=== Problem ===
Report each line below that contains the word "forked", copying the line in full.

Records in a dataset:
>> START

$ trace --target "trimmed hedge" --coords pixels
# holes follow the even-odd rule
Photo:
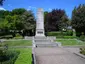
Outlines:
[[[72,36],[73,35],[73,31],[72,30],[67,30],[66,32],[47,32],[47,36]]]
[[[74,38],[76,38],[76,36],[63,36],[63,38],[66,38],[66,39],[74,39]]]
[[[56,36],[56,38],[67,38],[67,39],[73,39],[76,38],[76,36],[72,36],[73,31],[68,30],[67,32],[48,32],[47,36]]]

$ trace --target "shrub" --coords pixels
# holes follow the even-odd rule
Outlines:
[[[85,48],[80,48],[80,53],[85,55]]]
[[[1,49],[0,50],[0,63],[1,64],[14,64],[18,55],[19,55],[19,52]]]
[[[61,36],[62,32],[48,32],[47,36]]]
[[[19,33],[17,33],[14,39],[23,39],[23,37]]]
[[[67,35],[72,36],[73,35],[73,30],[67,30]]]
[[[76,38],[76,36],[63,36],[63,38],[65,38],[65,39],[74,39],[74,38]]]

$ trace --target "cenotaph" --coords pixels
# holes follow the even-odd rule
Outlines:
[[[36,37],[43,37],[44,35],[44,12],[42,8],[38,8],[36,21]]]

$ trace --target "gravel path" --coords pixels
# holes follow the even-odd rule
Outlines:
[[[36,48],[37,64],[85,64],[85,59],[65,48]]]

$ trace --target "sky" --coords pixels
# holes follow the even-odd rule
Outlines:
[[[64,9],[69,18],[71,18],[72,10],[79,4],[85,4],[85,0],[5,0],[4,5],[0,9],[13,10],[15,8],[25,8],[32,10],[36,16],[38,8],[44,11],[52,9]]]

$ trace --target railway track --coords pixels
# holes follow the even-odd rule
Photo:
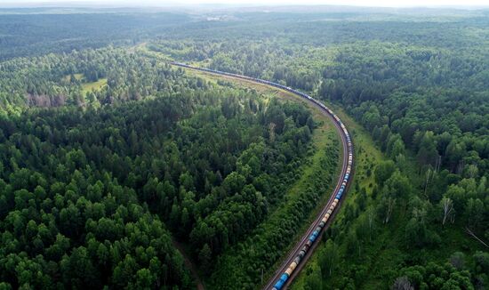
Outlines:
[[[301,236],[300,241],[296,244],[296,246],[289,251],[286,259],[284,260],[280,267],[275,271],[274,275],[264,286],[264,289],[266,290],[286,289],[288,286],[292,283],[292,281],[295,278],[295,277],[299,274],[301,270],[304,267],[307,261],[314,252],[314,249],[319,244],[323,232],[325,230],[325,229],[329,227],[334,216],[336,215],[336,213],[338,212],[338,209],[343,200],[341,197],[346,194],[351,183],[350,181],[353,174],[353,144],[348,130],[346,129],[341,120],[336,116],[336,114],[334,114],[329,108],[325,106],[325,104],[317,100],[313,99],[308,94],[305,94],[290,87],[259,78],[208,68],[192,67],[185,63],[171,61],[170,64],[190,69],[201,70],[215,75],[244,79],[247,81],[268,85],[277,87],[278,89],[287,91],[311,102],[314,106],[317,107],[325,115],[326,115],[334,124],[334,126],[341,136],[341,146],[343,149],[341,172],[334,190],[332,192],[332,195],[328,199],[326,205],[317,215],[314,222],[308,228],[308,230]]]

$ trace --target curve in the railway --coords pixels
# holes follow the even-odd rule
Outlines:
[[[324,103],[304,93],[299,92],[288,86],[260,78],[250,77],[237,74],[231,74],[209,68],[196,68],[181,62],[171,61],[170,63],[187,68],[201,70],[212,74],[222,75],[226,77],[264,84],[294,93],[318,107],[333,120],[333,123],[339,132],[341,138],[341,145],[343,148],[343,163],[341,165],[341,173],[340,175],[338,182],[336,183],[336,187],[334,188],[334,190],[333,191],[333,194],[331,195],[326,205],[321,210],[321,212],[311,223],[306,233],[301,238],[297,245],[289,252],[287,258],[284,261],[284,262],[274,273],[273,277],[269,280],[264,287],[265,289],[272,290],[281,290],[285,288],[297,276],[299,271],[306,263],[306,261],[310,256],[311,253],[317,246],[318,241],[321,239],[322,232],[325,230],[325,229],[327,229],[327,227],[331,223],[331,221],[333,221],[333,218],[334,217],[336,212],[338,211],[338,207],[342,201],[341,197],[345,195],[349,187],[349,184],[351,183],[353,174],[353,143],[349,133],[348,132],[341,120],[338,117],[338,116],[334,114],[334,112],[333,112],[333,110],[331,110]]]

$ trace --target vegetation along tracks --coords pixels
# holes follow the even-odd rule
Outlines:
[[[331,221],[333,221],[334,214],[338,211],[339,205],[341,202],[341,197],[346,193],[348,188],[349,187],[349,184],[351,183],[350,181],[353,174],[353,144],[347,128],[345,127],[341,120],[338,117],[338,116],[321,101],[310,97],[304,93],[296,91],[288,86],[242,75],[192,67],[180,62],[172,61],[170,63],[187,68],[196,69],[212,74],[223,75],[229,77],[236,77],[264,84],[287,91],[289,93],[293,93],[301,98],[307,99],[315,106],[317,106],[324,114],[325,114],[328,117],[332,119],[336,127],[336,130],[340,133],[341,139],[341,146],[343,149],[343,158],[341,173],[336,183],[336,187],[334,188],[334,190],[333,191],[333,194],[331,195],[326,205],[319,212],[314,222],[309,227],[306,233],[301,237],[296,246],[291,249],[291,251],[287,254],[287,258],[276,270],[272,278],[264,286],[265,289],[273,290],[280,290],[285,288],[297,276],[303,265],[306,263],[306,261],[309,258],[311,253],[316,248],[318,241],[321,239],[322,232],[325,230],[325,229],[327,229],[329,227]]]

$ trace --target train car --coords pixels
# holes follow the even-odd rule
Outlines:
[[[241,76],[241,75],[237,75],[237,74],[233,74],[233,73],[224,72],[224,71],[219,71],[219,70],[210,69],[210,68],[194,68],[194,67],[189,66],[189,65],[188,65],[186,63],[183,63],[183,62],[170,61],[170,63],[177,65],[177,66],[184,67],[184,68],[201,70],[201,71],[211,72],[211,73],[215,73],[215,74],[220,74],[220,75],[223,75],[223,76],[229,76],[229,77],[241,78],[241,79],[245,79],[245,80],[251,80],[251,81],[258,82],[258,83],[261,83],[261,84],[269,85],[271,85],[271,86],[274,86],[274,87],[283,89],[283,90],[285,90],[287,92],[295,93],[296,95],[301,96],[304,99],[308,99],[309,101],[310,101],[313,103],[319,106],[321,109],[323,109],[325,111],[326,111],[331,117],[333,117],[333,118],[335,120],[336,124],[341,128],[341,131],[343,134],[344,140],[346,140],[347,149],[348,149],[348,152],[349,152],[348,165],[347,165],[347,170],[346,170],[345,175],[343,176],[343,180],[341,181],[341,187],[340,187],[339,190],[336,192],[336,196],[334,197],[334,199],[332,202],[330,207],[326,211],[326,213],[323,216],[323,218],[319,222],[319,223],[317,226],[317,228],[315,229],[315,230],[309,237],[309,238],[308,238],[306,244],[304,245],[304,246],[301,249],[299,254],[294,257],[293,261],[290,263],[290,265],[288,265],[288,268],[286,269],[285,272],[284,272],[282,274],[282,276],[280,276],[280,278],[278,278],[278,280],[277,281],[277,283],[275,284],[275,286],[272,288],[273,290],[281,290],[284,287],[284,286],[285,285],[285,283],[287,282],[287,280],[289,279],[289,278],[291,277],[291,275],[293,273],[295,269],[297,268],[297,265],[302,261],[302,259],[304,258],[304,256],[306,255],[306,254],[308,253],[308,251],[309,250],[309,248],[311,247],[313,243],[319,237],[319,235],[321,233],[321,230],[323,230],[323,228],[326,224],[327,221],[329,220],[329,218],[333,214],[333,212],[334,211],[334,209],[336,208],[336,206],[340,203],[340,200],[341,199],[341,197],[342,197],[343,193],[345,192],[345,189],[346,189],[346,188],[349,184],[349,179],[350,179],[350,176],[351,176],[352,166],[353,166],[353,143],[351,141],[351,137],[349,135],[349,133],[348,132],[348,130],[346,128],[346,125],[343,124],[343,122],[341,122],[340,117],[336,114],[334,114],[334,112],[330,108],[325,106],[323,102],[312,98],[309,94],[299,92],[297,90],[294,90],[294,89],[293,89],[289,86],[283,85],[274,83],[274,82],[270,82],[270,81],[264,80],[264,79],[256,78],[256,77]]]

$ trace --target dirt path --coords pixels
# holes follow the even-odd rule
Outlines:
[[[192,262],[192,260],[187,255],[187,253],[185,253],[185,249],[183,246],[175,239],[172,239],[172,242],[173,243],[173,246],[179,250],[179,252],[183,256],[183,262],[185,263],[185,266],[190,270],[190,273],[192,274],[192,277],[194,278],[194,280],[196,281],[196,284],[197,286],[198,290],[204,290],[204,284],[202,283],[202,280],[200,279],[200,277],[198,276],[198,272],[196,270],[196,265]]]

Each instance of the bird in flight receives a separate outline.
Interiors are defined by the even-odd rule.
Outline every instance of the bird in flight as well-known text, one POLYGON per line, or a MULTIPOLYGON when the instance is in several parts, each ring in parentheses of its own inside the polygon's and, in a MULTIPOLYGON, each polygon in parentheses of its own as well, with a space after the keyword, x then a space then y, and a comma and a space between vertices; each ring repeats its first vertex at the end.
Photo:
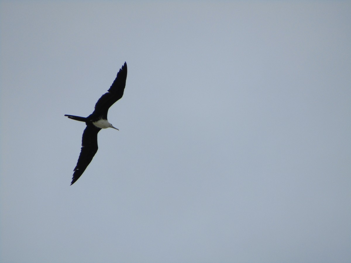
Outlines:
POLYGON ((69 119, 84 121, 87 126, 83 133, 80 154, 77 165, 73 170, 74 173, 71 185, 82 175, 98 151, 98 133, 101 129, 108 128, 118 130, 107 121, 107 111, 110 107, 123 96, 126 79, 127 63, 125 62, 107 92, 101 96, 95 104, 95 108, 92 113, 86 117, 65 115, 69 119))

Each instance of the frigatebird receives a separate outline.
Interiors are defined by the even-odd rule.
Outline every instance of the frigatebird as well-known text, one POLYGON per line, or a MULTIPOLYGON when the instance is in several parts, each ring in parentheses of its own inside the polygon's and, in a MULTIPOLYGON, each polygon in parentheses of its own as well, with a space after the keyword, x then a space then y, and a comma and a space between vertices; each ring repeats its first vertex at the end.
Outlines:
POLYGON ((65 115, 69 119, 85 122, 87 126, 83 133, 80 154, 77 165, 73 170, 74 173, 71 185, 82 175, 97 151, 98 133, 100 130, 108 128, 118 130, 107 121, 107 111, 110 107, 123 96, 126 79, 127 63, 125 62, 107 92, 101 96, 95 104, 95 109, 92 113, 86 117, 65 115))

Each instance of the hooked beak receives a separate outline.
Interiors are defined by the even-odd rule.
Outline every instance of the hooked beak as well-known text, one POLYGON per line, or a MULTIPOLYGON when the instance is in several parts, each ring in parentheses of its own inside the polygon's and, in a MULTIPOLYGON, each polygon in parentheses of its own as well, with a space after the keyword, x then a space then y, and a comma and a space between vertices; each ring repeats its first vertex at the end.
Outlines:
POLYGON ((115 128, 115 127, 113 127, 113 126, 112 126, 112 125, 111 125, 111 128, 113 128, 113 129, 116 129, 116 130, 119 130, 119 129, 117 129, 117 128, 115 128))

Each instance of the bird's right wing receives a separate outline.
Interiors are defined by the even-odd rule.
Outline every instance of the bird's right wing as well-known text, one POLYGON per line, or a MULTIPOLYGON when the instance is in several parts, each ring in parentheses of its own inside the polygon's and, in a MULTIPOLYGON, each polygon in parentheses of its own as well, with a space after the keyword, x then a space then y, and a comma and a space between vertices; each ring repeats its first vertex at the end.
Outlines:
POLYGON ((98 151, 98 133, 101 129, 92 124, 87 126, 83 133, 82 148, 77 165, 73 171, 72 185, 82 175, 98 151))
POLYGON ((123 95, 126 79, 127 63, 125 62, 107 92, 101 96, 95 104, 94 112, 100 113, 104 119, 107 119, 108 109, 123 95))

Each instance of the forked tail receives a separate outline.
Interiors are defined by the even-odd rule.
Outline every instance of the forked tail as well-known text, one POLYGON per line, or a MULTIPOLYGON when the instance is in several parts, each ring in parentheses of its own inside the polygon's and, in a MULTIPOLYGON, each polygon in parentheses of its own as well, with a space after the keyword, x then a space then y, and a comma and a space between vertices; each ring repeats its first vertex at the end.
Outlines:
POLYGON ((84 117, 75 116, 74 115, 67 115, 67 114, 65 114, 65 116, 67 116, 67 117, 70 119, 75 120, 76 121, 84 121, 85 122, 85 120, 86 119, 86 118, 84 117))

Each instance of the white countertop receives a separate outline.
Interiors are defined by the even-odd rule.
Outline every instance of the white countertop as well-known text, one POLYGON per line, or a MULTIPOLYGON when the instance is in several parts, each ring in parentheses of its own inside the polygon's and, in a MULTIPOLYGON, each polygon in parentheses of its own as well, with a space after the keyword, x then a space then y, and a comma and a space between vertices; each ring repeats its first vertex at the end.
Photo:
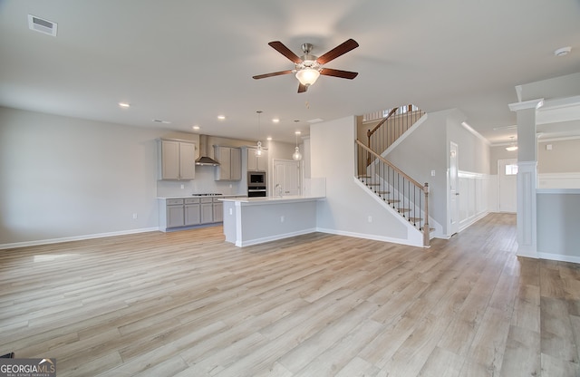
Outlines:
POLYGON ((158 199, 185 199, 189 198, 238 198, 243 197, 243 195, 238 194, 223 194, 223 195, 172 195, 170 197, 157 197, 158 199))
POLYGON ((297 201, 314 201, 324 199, 324 197, 304 197, 302 195, 289 195, 283 197, 259 197, 259 198, 224 198, 222 201, 235 201, 240 202, 244 205, 251 204, 276 204, 284 202, 297 202, 297 201))

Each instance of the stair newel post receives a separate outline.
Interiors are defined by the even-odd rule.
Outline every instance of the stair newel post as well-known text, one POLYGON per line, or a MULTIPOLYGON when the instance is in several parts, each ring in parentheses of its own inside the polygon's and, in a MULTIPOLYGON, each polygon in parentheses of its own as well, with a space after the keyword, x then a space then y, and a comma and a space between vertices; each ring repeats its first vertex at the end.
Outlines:
POLYGON ((423 246, 430 246, 430 227, 429 227, 429 183, 425 182, 423 187, 423 192, 425 193, 425 222, 423 223, 423 246))

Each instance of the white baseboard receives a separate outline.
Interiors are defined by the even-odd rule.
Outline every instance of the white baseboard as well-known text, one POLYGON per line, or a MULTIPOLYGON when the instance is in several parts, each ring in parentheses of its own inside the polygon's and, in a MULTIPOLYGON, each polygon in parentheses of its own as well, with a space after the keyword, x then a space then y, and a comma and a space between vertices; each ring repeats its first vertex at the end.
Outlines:
POLYGON ((564 254, 537 253, 540 259, 556 260, 558 262, 580 263, 580 256, 567 256, 564 254))
POLYGON ((65 237, 62 238, 39 239, 35 241, 14 242, 13 244, 0 244, 0 250, 7 248, 34 246, 38 245, 58 244, 60 242, 81 241, 83 239, 104 238, 106 237, 125 236, 136 233, 155 232, 160 230, 159 227, 143 227, 140 229, 121 230, 119 232, 98 233, 93 235, 82 235, 74 237, 65 237))
POLYGON ((261 238, 254 238, 254 239, 248 239, 245 241, 237 240, 234 245, 236 245, 238 247, 244 247, 244 246, 249 246, 252 245, 264 244, 266 242, 270 242, 270 241, 276 241, 278 239, 289 238, 291 237, 306 235, 308 233, 314 233, 316 229, 313 227, 310 229, 302 229, 296 232, 285 233, 281 235, 275 235, 275 236, 265 237, 261 238))
POLYGON ((382 237, 382 236, 367 235, 367 234, 354 233, 354 232, 345 232, 345 231, 343 231, 343 230, 326 229, 326 228, 323 228, 323 227, 317 227, 316 231, 317 232, 322 232, 322 233, 327 233, 327 234, 330 234, 330 235, 353 237, 356 237, 356 238, 372 239, 372 240, 375 240, 375 241, 391 242, 392 244, 401 244, 401 245, 407 245, 407 246, 410 246, 423 247, 422 235, 420 237, 420 239, 419 239, 418 241, 413 242, 413 240, 411 240, 411 239, 392 238, 392 237, 382 237))

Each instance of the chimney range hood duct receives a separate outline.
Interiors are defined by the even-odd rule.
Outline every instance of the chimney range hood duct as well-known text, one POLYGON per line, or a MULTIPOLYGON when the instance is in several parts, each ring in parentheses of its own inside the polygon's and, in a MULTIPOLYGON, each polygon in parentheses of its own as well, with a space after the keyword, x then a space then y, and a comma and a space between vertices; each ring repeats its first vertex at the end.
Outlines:
POLYGON ((198 166, 219 166, 219 162, 208 156, 208 135, 199 135, 199 158, 196 160, 198 166))

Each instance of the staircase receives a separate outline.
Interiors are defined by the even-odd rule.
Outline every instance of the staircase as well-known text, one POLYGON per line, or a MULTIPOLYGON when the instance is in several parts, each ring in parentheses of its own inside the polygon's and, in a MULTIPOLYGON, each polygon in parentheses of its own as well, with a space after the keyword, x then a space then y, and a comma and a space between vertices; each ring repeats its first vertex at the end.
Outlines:
POLYGON ((391 210, 421 232, 427 247, 433 230, 429 226, 429 184, 417 182, 382 156, 424 112, 413 105, 385 112, 387 115, 367 131, 367 145, 356 140, 358 179, 391 210))

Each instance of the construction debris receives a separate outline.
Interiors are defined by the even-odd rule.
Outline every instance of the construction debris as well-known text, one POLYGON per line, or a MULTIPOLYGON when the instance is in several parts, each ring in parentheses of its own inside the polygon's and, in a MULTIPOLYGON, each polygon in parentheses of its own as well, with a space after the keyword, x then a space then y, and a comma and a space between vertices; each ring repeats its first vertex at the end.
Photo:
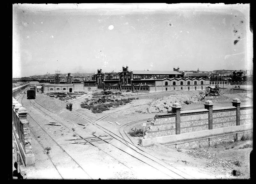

>> END

=== Reply ===
Each instance of the forked tail receives a separate outline.
Outline every instance of the forked tail as well-known text, one POLYGON per line, or a MULTIPOLYGON when the instance is in several parts, each ring in parentheses of its own inside the polygon's and, in a MULTIPOLYGON, each polygon in parentheses of its own as well, with a space after the keyword, x then a space then y, and a comma and a space between vertices; each ring repeats its first vertex at the end.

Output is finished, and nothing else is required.